• [The records]
==============================

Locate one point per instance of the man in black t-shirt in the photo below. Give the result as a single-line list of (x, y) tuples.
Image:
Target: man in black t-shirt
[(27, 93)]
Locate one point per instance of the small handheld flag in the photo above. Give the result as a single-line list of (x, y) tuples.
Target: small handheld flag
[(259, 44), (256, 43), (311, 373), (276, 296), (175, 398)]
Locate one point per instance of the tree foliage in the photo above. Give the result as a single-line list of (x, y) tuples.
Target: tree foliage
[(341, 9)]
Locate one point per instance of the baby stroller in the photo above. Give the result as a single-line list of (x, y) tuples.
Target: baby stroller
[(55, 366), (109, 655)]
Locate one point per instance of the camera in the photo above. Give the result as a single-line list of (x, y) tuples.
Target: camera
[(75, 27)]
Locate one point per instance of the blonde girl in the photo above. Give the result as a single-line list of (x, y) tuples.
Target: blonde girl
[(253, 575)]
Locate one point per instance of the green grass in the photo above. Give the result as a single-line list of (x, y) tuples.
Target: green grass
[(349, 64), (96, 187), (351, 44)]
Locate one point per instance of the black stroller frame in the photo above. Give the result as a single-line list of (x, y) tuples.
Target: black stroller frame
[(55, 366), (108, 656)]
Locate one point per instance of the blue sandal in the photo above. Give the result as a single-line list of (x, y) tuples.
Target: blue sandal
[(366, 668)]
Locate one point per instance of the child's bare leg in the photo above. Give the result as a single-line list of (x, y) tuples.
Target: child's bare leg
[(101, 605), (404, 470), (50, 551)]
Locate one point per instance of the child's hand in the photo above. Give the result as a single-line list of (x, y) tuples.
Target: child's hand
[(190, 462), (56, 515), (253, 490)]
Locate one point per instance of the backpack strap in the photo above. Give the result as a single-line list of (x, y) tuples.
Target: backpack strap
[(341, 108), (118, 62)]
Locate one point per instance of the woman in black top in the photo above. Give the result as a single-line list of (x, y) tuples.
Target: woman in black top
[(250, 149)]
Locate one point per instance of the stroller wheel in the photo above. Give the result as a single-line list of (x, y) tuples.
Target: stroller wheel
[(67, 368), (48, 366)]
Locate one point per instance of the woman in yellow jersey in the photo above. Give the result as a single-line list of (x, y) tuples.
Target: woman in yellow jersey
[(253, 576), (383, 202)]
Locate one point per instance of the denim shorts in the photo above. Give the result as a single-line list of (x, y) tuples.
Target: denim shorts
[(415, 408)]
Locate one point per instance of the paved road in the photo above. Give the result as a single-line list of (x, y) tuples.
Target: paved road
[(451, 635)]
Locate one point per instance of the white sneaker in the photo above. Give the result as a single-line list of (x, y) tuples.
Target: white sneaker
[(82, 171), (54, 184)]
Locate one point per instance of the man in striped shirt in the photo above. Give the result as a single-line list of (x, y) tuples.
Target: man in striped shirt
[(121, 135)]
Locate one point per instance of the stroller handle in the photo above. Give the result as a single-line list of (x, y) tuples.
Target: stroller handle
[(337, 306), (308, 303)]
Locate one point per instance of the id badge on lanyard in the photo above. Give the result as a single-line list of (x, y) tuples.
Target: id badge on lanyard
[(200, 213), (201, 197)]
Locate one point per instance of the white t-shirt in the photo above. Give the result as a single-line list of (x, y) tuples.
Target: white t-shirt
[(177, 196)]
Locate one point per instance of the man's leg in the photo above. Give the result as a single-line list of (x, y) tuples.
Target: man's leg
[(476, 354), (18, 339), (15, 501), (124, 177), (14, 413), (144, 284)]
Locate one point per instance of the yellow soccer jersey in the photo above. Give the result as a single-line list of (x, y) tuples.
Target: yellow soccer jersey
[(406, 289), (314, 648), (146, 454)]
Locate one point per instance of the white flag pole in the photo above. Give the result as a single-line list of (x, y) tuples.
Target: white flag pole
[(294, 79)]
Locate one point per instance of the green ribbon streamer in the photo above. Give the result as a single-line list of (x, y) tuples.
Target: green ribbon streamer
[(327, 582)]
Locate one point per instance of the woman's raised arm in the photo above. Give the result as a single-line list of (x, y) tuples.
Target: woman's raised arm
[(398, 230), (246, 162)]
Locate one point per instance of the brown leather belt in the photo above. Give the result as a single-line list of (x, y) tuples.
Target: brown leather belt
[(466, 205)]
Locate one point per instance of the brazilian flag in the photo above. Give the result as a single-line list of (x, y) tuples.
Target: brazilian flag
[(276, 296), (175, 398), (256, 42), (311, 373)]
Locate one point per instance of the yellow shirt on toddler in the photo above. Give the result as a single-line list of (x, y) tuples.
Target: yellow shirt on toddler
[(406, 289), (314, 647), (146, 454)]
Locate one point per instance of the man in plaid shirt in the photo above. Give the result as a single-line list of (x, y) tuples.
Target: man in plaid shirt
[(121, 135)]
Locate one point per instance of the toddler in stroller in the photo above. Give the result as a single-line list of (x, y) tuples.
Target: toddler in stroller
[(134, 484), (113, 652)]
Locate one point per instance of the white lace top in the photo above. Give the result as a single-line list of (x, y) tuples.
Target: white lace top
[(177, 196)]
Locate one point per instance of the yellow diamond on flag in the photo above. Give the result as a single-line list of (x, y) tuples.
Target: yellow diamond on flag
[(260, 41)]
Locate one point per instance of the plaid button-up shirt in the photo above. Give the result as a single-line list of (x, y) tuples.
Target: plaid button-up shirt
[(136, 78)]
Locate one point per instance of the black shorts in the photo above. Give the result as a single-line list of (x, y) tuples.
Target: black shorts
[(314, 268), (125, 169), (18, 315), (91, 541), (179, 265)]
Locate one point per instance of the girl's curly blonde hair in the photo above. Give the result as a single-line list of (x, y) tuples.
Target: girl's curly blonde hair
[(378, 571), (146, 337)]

==============================

Rewrite the rows from the line containing "Locate one point per instance of the black stroller" through the line containing "[(82, 171), (54, 184)]", both included, keeping each request unchanged. In the answers, multiply every coordinate by 0.7 and round to a whole number, rounding halves up.

Locate one point per instance of the black stroller frame in the photo above. Give the result as a single-line list of (x, y) tuples.
Target: black stroller frame
[(39, 256), (76, 459)]
Locate one point per instance of the blue sandal in the photo above. Give the result as a single-line list of (x, y) tuples.
Target: blue sandal
[(256, 468)]
Locate one point per instance of the child's bare leg in the photo above. Give the result as a single-line list of (x, y) tuples.
Target: child's bare leg
[(71, 424), (283, 329), (35, 386)]
Locate one point per instance of the child's hand in the photo above. Give the result as a single-line list of (x, y) tuples.
Target: child's hand
[(133, 323), (39, 361), (177, 343)]
Locate one point per instance of the backpack strap in the photo above. Give the result as a single-line list of (x, y) tuples.
Target: backpack strap
[(239, 76), (83, 43)]
Locate one point per instance of the woman in black top in the photo above. Give the result as a single-line list of (x, y) tuples.
Target: woman in black top
[(175, 104)]
Locate one point per instance of the stroller wheel in the photo above. Give the result as a single-line list of (x, y) tuples.
Target: stroller wheel
[(47, 258), (34, 256)]
Locate one point per instance of the woman in yellow jersey in the photo above. Give the result as a single-line list of (x, y) tuples.
Target: woman in yellow jersey
[(177, 403), (268, 141)]
Locate one point per instance of the denim shorts in the photo above. Give the result as a single-line list of (x, y) tuples.
Target: denim shorts
[(291, 286)]
Locate one point per instance of the paved road in the photo above. Give the result as a single-line list of (x, y) tuples.
Target: paved road
[(316, 445)]
Locate one point per instance of the white sneaker in the photo above. Give the result as a single-line list of (x, y) tuples.
Target: white sneaker
[(57, 120), (38, 129)]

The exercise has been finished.